**The problem:**
Count the lines in the stored dataset items below that contain the string "shop", matching case exactly, and give only the number.

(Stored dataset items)
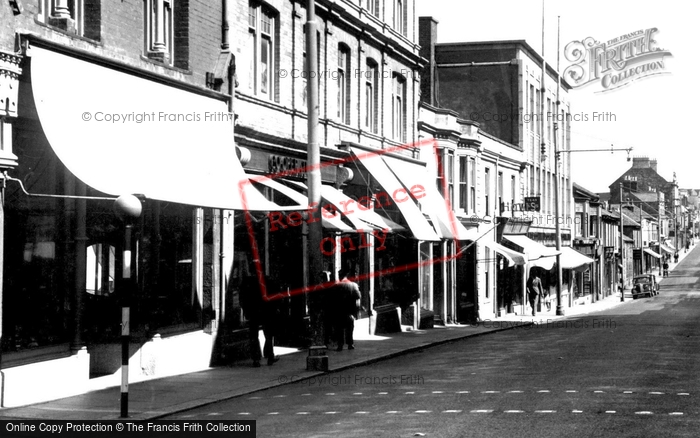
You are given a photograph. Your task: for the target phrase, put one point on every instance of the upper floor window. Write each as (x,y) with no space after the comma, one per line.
(398,108)
(81,17)
(158,26)
(400,16)
(371,95)
(343,81)
(261,49)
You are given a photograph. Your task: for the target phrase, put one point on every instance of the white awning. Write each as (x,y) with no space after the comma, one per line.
(329,220)
(572,259)
(537,254)
(412,175)
(356,214)
(652,253)
(419,226)
(513,257)
(123,134)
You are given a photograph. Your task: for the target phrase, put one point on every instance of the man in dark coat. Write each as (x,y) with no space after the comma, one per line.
(348,308)
(260,312)
(534,291)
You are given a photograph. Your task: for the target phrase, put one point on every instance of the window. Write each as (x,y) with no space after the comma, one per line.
(400,16)
(463,175)
(472,184)
(450,177)
(487,189)
(81,17)
(343,82)
(398,102)
(158,26)
(371,95)
(261,47)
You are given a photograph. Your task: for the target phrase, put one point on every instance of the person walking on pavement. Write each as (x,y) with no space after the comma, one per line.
(534,290)
(261,313)
(348,301)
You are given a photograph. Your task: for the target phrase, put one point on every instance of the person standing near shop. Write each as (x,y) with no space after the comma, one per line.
(534,290)
(348,300)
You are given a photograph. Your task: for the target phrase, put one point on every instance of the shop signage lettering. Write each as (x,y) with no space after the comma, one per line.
(279,166)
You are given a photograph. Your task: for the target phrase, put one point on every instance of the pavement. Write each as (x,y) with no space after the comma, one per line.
(156,398)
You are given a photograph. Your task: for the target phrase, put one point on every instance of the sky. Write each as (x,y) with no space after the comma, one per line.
(656,116)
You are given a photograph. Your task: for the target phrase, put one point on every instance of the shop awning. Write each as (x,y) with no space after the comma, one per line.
(329,220)
(359,217)
(123,134)
(537,254)
(572,259)
(513,257)
(652,253)
(412,175)
(417,223)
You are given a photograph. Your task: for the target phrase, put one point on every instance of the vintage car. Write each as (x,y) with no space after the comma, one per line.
(645,285)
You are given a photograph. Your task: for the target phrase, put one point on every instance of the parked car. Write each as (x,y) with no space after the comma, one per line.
(645,285)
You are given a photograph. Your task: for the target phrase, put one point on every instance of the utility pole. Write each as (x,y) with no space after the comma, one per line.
(622,249)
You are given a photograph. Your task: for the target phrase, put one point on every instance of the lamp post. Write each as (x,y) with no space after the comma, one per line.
(128,208)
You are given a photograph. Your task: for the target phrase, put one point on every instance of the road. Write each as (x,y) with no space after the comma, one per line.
(629,371)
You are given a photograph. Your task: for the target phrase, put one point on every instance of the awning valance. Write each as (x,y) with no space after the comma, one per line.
(513,257)
(123,134)
(419,226)
(329,220)
(537,254)
(652,253)
(440,211)
(572,259)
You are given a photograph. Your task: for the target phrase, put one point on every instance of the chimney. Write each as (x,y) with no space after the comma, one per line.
(652,164)
(427,38)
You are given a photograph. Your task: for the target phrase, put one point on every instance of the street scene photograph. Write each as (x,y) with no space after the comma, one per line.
(349,218)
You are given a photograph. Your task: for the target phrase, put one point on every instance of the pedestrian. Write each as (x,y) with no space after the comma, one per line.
(348,296)
(534,290)
(261,313)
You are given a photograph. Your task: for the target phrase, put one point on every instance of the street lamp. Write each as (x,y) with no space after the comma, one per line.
(127,208)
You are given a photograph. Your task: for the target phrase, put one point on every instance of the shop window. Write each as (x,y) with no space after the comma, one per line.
(262,41)
(82,17)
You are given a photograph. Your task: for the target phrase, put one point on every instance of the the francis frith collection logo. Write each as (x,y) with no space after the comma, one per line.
(616,62)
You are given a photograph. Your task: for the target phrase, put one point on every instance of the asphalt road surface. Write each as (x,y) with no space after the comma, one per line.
(629,371)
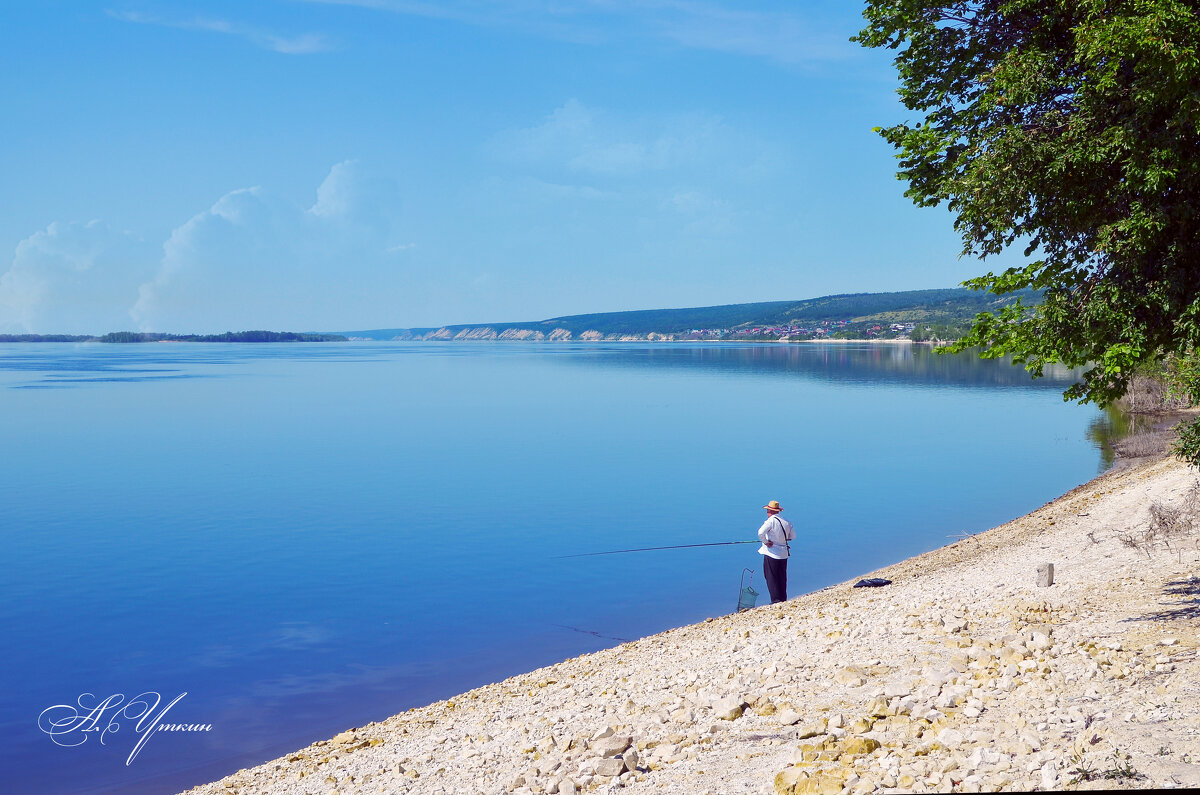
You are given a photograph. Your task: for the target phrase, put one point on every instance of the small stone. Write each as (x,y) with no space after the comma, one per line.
(612,745)
(727,709)
(789,717)
(611,766)
(951,737)
(811,729)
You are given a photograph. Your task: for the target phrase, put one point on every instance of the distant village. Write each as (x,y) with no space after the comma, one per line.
(833,329)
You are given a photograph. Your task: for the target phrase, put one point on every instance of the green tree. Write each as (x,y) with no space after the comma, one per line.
(1071,127)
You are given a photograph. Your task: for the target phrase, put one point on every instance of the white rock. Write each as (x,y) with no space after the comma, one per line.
(1049,775)
(951,737)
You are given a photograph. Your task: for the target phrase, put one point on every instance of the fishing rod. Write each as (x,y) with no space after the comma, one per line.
(652,549)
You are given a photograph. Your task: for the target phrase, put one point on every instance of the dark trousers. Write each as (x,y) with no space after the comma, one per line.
(774,571)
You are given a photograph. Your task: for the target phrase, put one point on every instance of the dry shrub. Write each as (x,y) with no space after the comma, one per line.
(1151,395)
(1145,443)
(1168,524)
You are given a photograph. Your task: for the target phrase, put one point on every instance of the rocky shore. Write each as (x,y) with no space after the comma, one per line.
(963,675)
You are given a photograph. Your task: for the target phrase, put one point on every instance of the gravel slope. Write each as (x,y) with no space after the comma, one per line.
(961,675)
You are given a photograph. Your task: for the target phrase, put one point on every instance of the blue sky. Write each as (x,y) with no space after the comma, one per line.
(331,165)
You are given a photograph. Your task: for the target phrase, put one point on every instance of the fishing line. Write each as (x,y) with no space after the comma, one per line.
(652,549)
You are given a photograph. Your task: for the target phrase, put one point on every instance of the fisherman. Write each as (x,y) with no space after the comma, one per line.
(774,535)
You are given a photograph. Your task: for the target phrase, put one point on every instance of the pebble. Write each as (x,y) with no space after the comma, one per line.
(958,676)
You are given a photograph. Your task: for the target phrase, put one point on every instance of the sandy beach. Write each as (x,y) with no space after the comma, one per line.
(963,675)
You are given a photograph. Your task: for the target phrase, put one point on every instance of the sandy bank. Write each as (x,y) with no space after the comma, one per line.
(961,675)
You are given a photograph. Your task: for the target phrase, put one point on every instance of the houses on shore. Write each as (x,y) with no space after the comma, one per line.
(813,330)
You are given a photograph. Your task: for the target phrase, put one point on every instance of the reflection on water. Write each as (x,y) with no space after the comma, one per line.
(1115,424)
(306,537)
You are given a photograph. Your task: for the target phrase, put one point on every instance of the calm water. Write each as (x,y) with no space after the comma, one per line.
(304,538)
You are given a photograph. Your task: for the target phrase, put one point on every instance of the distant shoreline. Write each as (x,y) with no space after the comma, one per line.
(964,669)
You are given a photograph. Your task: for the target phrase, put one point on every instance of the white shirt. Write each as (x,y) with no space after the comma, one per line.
(777,530)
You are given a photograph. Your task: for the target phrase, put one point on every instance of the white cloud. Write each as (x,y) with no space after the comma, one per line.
(256,261)
(594,142)
(298,45)
(781,36)
(73,279)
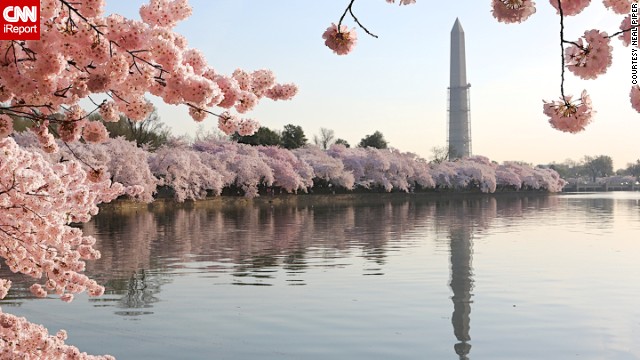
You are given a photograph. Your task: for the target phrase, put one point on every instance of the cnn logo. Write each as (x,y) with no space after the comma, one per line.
(20,20)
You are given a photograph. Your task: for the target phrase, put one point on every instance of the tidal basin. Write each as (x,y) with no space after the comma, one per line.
(391,277)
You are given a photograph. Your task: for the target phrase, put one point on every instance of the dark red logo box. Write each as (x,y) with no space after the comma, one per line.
(19,19)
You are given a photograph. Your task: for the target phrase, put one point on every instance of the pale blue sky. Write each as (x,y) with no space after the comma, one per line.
(397,84)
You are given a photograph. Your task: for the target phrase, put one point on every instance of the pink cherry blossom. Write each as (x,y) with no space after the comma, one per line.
(512,11)
(340,41)
(228,123)
(568,116)
(592,59)
(622,7)
(95,132)
(570,7)
(6,126)
(634,96)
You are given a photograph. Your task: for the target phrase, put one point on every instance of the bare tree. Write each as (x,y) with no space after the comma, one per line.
(325,139)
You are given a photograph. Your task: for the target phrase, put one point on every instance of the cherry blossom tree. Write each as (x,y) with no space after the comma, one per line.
(83,55)
(586,57)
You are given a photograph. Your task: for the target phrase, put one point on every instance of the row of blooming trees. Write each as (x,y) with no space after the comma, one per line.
(212,166)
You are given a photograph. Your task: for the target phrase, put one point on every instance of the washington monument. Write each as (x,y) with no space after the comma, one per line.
(459,127)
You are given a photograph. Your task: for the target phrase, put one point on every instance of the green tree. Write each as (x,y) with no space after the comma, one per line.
(293,137)
(375,140)
(598,166)
(264,136)
(632,169)
(439,154)
(150,132)
(325,139)
(342,142)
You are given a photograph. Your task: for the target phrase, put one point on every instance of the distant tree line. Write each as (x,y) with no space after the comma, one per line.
(293,137)
(593,167)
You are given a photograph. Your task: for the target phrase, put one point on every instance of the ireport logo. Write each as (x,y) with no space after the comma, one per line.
(19,19)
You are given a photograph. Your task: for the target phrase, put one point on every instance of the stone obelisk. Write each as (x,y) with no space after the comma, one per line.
(459,126)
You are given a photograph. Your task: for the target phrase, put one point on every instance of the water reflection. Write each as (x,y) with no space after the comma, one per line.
(462,286)
(266,250)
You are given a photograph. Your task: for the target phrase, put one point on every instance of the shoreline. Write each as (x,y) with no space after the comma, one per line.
(226,202)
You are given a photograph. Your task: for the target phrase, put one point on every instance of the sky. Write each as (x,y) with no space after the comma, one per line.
(397,83)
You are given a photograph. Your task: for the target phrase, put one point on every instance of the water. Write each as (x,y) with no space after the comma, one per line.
(529,277)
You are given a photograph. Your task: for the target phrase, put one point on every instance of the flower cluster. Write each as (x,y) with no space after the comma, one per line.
(512,11)
(568,116)
(22,339)
(342,40)
(570,7)
(622,7)
(592,59)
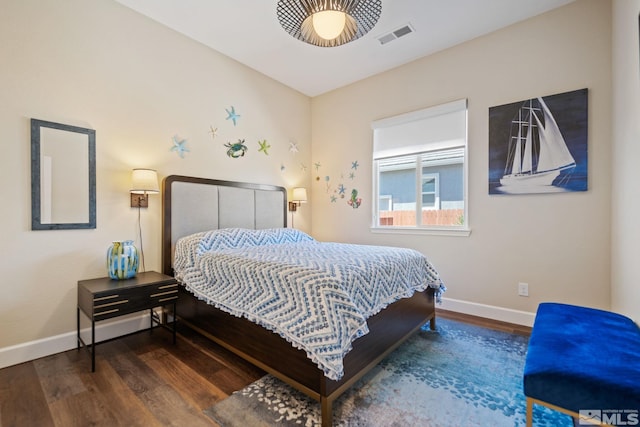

**Reply to the exercise:**
4